## QUOTED PASSAGE
Neutral citation number: [2024] UKFTT 00448 (GRC)

Case Reference: EA-2023-0526-GDPR

First-tier Tribunal
General Regulatory Chamber

Section 166 DPA 2018

Decision given on: 05 June 2024

Before

TRIBUNAL JUDGE BUCKLEY

Between

CHRISTOPHER STEVENS

Applicant

and

THE INFORMATION COMMISSIONER

Respondent

JUDGE BUCKLEY

Sitting in Chambers

on 17 May 2024

DECISION

1.

The application under section 166 of the Data Protection Act 2018 is STRUCK OUT.

REASONS

2.

In this decision, ‘the Application’ is a reference to the application made to the tribunal by Mr. Christopher Stevens under section 166 of the Data Protection Act 2018 (DPA) and ‘the Applicant’ is a reference to Mr. Stevens

3.

The Commissioner applies for the Application to be struck out under rule 8(3)(c) (no reasonable prospects of success) of the Tribunal Procedure (First-tier Tribunal) (General Regulatory Chamber) Rules 2009.

4.

The Commissioner submits that the remedies sought by the Applicant are not outcomes that the tribunal can grant in a section 166 application against the Commissioner. The Commissioner submits that he has taken steps to investigate and respond to this complaint and provided an outcome on 25 July 2023 together with a case review on 12 September 2023.

5.

The Commissioner submits that it is apparent that the Applicant is of the view that their information rights continue to be infringed, however he submits that if the Applicant wishes to seek an order of compliance against the Controller for breach of their data rights, the correct route for them to do so is by way of separate civil proceedings in the County Court or High Court under section 167 of the DPA 2018.

## GIVEN DATA

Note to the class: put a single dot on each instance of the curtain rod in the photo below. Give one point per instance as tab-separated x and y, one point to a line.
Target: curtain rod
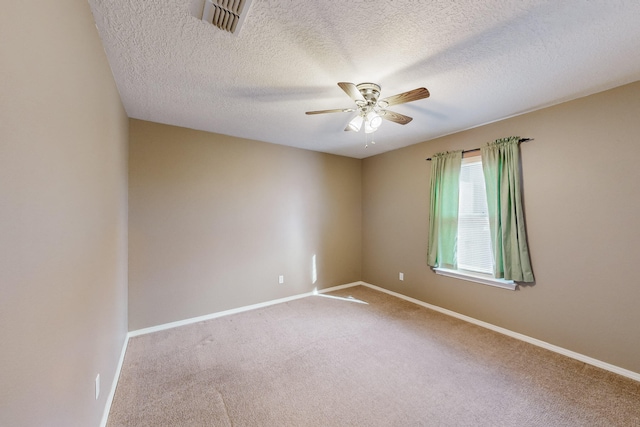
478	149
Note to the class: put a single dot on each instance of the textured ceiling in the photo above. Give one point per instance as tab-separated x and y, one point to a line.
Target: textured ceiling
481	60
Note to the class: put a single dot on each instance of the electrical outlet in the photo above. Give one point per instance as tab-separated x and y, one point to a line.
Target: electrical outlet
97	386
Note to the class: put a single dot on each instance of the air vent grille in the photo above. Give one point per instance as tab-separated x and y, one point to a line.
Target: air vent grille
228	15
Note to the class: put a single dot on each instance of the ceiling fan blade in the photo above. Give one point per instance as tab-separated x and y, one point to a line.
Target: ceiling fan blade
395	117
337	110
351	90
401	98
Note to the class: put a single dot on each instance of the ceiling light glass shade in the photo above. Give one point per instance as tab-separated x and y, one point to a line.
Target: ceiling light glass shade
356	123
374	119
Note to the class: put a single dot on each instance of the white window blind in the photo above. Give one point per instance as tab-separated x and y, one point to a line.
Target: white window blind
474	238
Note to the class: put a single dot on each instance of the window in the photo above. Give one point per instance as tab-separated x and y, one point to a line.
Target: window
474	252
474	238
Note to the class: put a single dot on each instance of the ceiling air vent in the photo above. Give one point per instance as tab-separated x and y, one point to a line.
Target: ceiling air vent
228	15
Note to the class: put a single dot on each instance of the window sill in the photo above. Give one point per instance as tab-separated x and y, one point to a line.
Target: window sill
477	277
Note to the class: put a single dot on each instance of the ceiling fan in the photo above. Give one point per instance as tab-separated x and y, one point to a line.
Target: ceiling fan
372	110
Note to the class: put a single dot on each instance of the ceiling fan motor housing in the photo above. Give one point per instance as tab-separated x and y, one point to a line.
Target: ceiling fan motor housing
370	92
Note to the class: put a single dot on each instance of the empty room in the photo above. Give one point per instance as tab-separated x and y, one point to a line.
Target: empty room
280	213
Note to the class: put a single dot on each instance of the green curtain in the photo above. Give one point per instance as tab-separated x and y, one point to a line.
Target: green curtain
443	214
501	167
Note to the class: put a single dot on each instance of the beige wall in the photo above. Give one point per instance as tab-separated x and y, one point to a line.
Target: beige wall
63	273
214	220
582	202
--
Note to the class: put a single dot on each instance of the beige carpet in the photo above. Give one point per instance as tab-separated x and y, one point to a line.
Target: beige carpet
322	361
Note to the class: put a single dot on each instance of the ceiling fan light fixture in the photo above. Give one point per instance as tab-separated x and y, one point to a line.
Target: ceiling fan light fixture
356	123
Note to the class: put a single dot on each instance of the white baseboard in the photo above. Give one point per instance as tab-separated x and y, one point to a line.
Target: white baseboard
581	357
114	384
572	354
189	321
==
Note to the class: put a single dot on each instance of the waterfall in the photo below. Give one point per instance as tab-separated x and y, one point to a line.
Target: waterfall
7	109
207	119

## PROMPT A
List every full calendar date (day, month and year) that appears in the tribunal decision, in the order it appears.
## PROMPT B
Reproduce the stretch of the tribunal decision from "The Commissioner submits that it" through "the DPA 2018.".

## WRITTEN ANSWER A
05 June 2024
17 May 2024
25 July 2023
12 September 2023

## WRITTEN ANSWER B
The Commissioner submits that it is apparent that the Applicant is of the view that their information rights continue to be infringed, however he submits that if the Applicant wishes to seek an order of compliance against the Controller for breach of their data rights, the correct route for them to do so is by way of separate civil proceedings in the County Court or High Court under section 167 of the DPA 2018.